# [GIVEN EXERCISE]
Copy the items word for word, starting at the first line and ending with the line that contains "[329,233,353,268]", including both of those lines and nothing after them.

----------------------------------------

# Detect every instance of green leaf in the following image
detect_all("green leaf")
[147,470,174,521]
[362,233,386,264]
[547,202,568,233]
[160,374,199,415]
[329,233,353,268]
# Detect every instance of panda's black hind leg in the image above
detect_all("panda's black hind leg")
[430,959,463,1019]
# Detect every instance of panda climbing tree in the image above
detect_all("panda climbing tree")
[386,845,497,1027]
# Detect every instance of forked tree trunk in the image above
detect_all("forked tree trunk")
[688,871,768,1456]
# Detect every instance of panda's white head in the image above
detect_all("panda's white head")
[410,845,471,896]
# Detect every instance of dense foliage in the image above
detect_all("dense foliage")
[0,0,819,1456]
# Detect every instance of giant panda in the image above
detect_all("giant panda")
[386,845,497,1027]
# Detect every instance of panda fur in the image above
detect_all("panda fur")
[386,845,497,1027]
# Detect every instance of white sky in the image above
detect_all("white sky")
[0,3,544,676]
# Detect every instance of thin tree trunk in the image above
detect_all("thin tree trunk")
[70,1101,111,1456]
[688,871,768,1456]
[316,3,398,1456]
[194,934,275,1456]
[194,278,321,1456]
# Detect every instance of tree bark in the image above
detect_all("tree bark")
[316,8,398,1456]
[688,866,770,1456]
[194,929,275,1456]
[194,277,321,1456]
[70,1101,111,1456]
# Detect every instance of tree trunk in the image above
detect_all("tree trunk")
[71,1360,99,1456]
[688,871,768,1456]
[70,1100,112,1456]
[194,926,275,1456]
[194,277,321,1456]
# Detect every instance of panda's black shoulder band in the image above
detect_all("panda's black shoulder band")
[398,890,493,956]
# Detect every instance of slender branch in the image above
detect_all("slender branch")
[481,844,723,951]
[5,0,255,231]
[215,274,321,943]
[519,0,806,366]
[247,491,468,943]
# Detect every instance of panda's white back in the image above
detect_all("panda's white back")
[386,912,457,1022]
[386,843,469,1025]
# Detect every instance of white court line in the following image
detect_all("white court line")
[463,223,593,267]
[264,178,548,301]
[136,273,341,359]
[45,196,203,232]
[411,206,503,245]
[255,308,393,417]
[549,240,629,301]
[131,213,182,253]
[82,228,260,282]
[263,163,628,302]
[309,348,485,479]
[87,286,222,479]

----------------------------------------

# [THE RESPONSE]
# Detect every instance of green leaf in the following image
detect_all("green leaf")
[147,470,174,521]
[362,233,386,264]
[547,202,568,233]
[160,374,199,415]
[329,233,353,268]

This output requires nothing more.